* _WHAT THE EXERCISE ASKS_
Put every line of the rows below into a Markdown table with the columns "No." and "Text", numbering each line and skipping blank lines.

*** GIVEN RECORDS

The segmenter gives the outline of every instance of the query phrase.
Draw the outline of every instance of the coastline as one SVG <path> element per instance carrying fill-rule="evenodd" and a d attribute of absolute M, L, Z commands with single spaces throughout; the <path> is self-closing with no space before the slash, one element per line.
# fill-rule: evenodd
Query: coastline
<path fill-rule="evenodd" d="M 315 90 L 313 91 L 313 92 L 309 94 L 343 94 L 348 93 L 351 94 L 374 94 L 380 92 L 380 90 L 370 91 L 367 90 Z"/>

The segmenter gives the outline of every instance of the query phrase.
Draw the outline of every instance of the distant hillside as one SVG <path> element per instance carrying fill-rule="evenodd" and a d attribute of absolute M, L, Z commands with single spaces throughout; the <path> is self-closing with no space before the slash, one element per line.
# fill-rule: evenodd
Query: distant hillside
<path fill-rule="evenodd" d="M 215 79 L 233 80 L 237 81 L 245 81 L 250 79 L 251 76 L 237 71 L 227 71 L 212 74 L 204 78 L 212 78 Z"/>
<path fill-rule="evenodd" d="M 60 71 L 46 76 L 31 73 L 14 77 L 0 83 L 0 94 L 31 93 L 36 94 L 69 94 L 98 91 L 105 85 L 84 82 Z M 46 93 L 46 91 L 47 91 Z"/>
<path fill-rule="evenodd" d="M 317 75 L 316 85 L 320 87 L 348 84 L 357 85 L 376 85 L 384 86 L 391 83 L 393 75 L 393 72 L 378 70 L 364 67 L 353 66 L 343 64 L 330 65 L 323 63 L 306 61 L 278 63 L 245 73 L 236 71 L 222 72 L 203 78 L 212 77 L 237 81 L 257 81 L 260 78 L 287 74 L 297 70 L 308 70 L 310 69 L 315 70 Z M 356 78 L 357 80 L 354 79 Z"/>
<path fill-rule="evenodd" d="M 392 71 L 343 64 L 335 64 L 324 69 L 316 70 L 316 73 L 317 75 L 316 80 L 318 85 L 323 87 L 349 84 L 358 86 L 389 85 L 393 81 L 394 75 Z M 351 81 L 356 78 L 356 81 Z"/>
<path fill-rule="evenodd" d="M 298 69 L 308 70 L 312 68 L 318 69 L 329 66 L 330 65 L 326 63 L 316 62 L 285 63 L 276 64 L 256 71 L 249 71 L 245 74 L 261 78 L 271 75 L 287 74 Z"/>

******

* _COMPLETED EXERCISE_
| No. | Text |
|---|---|
| 1 | The segmenter gives the outline of every instance of the query phrase. |
| 2 | Draw the outline of every instance of the coastline as one SVG <path> element per instance carrying fill-rule="evenodd" and a d attribute of absolute M, L, Z commands with single spaces throughout; the <path> is self-closing with no space before the slash, one element per line. |
| 3 | # fill-rule: evenodd |
| 4 | Query: coastline |
| 5 | <path fill-rule="evenodd" d="M 315 90 L 313 91 L 313 92 L 309 94 L 343 94 L 348 93 L 351 94 L 374 94 L 380 92 L 380 90 L 370 91 L 367 90 Z"/> |
| 6 | The segmenter gives the outline of every instance of the query phrase. |
| 7 | Draw the outline of every instance of the distant hillside as one SVG <path> element per instance carrying fill-rule="evenodd" and a d attribute of absolute M, L, Z commands with single spaces throughout; the <path> is self-closing with no space before the slash, one element per line. |
| 8 | # fill-rule: evenodd |
| 9 | Query: distant hillside |
| 10 | <path fill-rule="evenodd" d="M 215 79 L 233 80 L 237 81 L 245 81 L 250 79 L 251 76 L 237 71 L 227 71 L 212 74 L 204 78 L 212 78 Z"/> |
| 11 | <path fill-rule="evenodd" d="M 60 71 L 46 76 L 31 73 L 14 77 L 0 83 L 0 94 L 31 93 L 36 94 L 69 94 L 98 91 L 105 85 L 84 82 Z M 46 93 L 46 91 L 47 91 Z"/> |
| 12 | <path fill-rule="evenodd" d="M 317 75 L 316 85 L 320 87 L 348 84 L 357 85 L 376 85 L 384 86 L 391 83 L 393 75 L 393 72 L 378 70 L 364 67 L 353 66 L 343 64 L 330 65 L 323 63 L 306 61 L 278 63 L 245 73 L 236 71 L 222 72 L 203 78 L 212 77 L 237 81 L 257 81 L 260 78 L 287 74 L 297 70 L 308 70 L 310 69 L 315 70 Z M 356 78 L 357 80 L 354 79 Z"/> |
| 13 | <path fill-rule="evenodd" d="M 392 71 L 343 64 L 335 64 L 324 69 L 316 70 L 316 73 L 317 75 L 316 80 L 318 85 L 323 87 L 349 84 L 358 86 L 389 85 L 393 81 L 394 75 Z M 351 81 L 356 78 L 356 81 Z"/> |
| 14 | <path fill-rule="evenodd" d="M 298 69 L 308 70 L 312 68 L 318 69 L 329 66 L 330 65 L 326 63 L 316 62 L 285 63 L 276 64 L 256 71 L 249 71 L 245 74 L 261 78 L 271 75 L 287 74 Z"/> |